*Exercise directions*: Search the entries below for "negative", and copy each line where it appears.

-- Data to use follows --

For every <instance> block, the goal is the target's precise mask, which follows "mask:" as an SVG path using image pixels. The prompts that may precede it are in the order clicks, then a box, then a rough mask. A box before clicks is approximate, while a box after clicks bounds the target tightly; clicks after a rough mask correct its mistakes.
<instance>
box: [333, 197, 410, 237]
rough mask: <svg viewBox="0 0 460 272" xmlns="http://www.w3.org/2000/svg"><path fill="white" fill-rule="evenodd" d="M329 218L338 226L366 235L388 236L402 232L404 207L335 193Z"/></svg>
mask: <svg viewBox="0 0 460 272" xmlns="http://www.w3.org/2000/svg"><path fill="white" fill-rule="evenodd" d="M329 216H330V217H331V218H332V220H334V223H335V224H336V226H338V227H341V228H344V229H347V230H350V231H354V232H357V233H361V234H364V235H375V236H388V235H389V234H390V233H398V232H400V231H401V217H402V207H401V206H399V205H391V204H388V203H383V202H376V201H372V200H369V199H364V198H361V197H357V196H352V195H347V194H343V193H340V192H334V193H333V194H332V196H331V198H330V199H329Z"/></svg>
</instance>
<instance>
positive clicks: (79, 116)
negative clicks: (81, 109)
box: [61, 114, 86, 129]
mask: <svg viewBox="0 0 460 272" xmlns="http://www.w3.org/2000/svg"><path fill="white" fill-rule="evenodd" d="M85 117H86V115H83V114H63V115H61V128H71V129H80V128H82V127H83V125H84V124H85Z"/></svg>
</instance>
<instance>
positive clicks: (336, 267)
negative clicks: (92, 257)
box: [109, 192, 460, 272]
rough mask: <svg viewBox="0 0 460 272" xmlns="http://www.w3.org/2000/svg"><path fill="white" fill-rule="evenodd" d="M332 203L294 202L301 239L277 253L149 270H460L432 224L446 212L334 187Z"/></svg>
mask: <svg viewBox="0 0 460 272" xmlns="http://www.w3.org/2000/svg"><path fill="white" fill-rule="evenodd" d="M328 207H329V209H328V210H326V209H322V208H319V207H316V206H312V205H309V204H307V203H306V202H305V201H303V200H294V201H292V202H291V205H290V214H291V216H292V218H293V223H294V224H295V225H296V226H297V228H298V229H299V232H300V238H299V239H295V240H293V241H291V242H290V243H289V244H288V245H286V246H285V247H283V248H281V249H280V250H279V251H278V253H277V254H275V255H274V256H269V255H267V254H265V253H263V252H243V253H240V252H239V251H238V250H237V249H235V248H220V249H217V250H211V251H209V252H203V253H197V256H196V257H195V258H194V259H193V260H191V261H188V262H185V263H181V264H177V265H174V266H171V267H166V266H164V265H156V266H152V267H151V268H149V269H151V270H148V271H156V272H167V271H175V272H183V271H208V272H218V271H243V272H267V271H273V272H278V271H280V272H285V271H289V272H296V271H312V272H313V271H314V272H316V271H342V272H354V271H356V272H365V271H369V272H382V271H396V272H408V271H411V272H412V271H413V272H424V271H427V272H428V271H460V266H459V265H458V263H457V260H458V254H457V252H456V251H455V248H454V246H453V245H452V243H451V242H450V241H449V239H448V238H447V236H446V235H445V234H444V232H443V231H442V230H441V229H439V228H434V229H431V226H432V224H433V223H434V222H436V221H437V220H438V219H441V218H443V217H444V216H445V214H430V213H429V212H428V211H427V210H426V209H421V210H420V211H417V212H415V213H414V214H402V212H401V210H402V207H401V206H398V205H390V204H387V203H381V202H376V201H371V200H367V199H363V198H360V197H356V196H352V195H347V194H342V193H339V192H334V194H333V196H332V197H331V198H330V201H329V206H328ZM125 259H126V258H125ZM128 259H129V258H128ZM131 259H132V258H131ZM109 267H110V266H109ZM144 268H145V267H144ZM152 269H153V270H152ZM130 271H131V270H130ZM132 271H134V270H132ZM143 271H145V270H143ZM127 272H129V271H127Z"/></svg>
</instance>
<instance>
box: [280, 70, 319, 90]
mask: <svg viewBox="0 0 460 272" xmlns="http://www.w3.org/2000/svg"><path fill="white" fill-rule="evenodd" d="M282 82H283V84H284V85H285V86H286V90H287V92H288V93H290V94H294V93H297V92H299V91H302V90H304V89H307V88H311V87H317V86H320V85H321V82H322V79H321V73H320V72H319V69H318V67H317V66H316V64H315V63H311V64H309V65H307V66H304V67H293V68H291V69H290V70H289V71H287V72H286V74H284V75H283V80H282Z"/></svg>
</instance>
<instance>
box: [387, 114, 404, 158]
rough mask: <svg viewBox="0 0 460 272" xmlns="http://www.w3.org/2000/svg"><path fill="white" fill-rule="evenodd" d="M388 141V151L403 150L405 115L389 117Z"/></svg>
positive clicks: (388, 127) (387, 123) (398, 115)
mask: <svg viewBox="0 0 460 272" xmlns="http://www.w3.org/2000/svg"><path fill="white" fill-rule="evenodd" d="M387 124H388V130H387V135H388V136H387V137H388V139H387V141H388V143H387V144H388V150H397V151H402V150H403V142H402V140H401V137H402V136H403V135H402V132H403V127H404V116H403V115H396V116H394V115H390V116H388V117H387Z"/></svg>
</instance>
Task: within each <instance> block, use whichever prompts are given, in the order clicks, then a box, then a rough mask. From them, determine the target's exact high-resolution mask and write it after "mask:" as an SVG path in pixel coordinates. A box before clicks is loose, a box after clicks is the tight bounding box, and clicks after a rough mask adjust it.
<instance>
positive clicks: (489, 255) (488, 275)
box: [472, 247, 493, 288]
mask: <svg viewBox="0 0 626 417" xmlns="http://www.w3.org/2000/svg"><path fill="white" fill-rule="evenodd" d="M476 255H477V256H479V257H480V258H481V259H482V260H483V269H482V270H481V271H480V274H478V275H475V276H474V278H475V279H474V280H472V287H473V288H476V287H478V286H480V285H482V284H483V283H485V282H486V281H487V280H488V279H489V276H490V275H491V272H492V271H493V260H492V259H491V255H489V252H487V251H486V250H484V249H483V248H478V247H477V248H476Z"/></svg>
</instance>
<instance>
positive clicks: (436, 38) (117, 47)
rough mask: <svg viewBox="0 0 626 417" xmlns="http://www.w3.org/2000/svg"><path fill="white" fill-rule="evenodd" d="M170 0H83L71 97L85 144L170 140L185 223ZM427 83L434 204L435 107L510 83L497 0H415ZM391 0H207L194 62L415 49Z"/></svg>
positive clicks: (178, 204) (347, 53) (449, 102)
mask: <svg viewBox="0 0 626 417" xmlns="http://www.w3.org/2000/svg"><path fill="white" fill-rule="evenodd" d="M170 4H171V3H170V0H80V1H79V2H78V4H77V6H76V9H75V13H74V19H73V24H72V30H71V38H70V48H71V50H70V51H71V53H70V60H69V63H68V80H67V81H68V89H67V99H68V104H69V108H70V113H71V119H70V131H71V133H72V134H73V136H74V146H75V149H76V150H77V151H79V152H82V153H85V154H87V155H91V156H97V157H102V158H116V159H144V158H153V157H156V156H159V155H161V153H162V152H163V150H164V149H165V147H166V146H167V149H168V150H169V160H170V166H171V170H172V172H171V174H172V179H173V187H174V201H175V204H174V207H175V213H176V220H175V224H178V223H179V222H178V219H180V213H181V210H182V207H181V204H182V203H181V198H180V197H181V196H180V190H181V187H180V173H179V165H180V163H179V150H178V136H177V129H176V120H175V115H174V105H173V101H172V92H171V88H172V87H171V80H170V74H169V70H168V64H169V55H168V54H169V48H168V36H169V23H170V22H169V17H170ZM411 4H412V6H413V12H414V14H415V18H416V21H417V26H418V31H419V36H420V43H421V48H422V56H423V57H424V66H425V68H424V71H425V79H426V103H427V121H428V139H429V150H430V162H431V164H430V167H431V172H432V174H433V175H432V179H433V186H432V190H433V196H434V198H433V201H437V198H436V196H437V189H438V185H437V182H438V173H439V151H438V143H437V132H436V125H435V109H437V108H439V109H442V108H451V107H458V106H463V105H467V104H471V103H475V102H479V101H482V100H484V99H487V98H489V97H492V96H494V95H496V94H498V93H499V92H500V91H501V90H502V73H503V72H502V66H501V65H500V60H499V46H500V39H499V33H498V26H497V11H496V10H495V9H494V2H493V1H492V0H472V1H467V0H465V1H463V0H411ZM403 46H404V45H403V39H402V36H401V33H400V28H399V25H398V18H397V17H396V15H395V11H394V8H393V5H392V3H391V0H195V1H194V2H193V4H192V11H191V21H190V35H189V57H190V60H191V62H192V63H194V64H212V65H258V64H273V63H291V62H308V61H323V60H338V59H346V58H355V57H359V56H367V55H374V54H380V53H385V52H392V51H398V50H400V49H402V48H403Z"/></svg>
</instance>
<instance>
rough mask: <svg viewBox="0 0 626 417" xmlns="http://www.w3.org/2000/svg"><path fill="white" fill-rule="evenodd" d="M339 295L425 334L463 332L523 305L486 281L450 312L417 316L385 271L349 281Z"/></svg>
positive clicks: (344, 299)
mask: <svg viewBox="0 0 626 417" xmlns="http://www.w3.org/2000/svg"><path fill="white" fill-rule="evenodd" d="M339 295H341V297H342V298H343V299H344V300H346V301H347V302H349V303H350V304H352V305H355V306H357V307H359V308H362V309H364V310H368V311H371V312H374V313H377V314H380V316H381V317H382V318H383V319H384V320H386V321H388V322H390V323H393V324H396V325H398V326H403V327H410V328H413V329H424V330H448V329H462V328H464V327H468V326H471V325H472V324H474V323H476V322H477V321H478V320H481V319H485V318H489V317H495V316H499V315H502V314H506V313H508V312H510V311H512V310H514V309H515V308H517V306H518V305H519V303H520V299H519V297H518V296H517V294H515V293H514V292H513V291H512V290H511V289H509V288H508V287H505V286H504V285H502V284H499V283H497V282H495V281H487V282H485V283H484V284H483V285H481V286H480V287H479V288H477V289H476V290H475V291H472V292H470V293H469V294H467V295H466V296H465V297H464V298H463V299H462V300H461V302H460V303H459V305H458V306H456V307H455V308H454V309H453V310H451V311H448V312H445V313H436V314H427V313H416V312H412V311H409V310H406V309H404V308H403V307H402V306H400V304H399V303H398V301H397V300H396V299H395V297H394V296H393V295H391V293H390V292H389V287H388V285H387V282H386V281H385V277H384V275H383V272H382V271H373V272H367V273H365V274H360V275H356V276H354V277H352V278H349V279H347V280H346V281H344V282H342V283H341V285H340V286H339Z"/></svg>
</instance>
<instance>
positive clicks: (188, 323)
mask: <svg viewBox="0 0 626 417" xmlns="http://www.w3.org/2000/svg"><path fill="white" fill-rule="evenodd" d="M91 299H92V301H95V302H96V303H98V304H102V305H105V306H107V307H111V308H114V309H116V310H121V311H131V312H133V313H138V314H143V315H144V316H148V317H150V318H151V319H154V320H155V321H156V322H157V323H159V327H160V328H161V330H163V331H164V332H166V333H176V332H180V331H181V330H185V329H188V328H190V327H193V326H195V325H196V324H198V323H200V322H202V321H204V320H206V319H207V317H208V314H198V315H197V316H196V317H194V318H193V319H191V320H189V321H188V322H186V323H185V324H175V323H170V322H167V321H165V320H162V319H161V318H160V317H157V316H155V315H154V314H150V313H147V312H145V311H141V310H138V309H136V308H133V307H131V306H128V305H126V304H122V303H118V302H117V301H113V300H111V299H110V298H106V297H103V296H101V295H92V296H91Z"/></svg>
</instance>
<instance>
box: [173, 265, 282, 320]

-- Data to use concluded --

*Reply to the exercise*:
negative clicks: (81, 109)
negative clicks: (92, 257)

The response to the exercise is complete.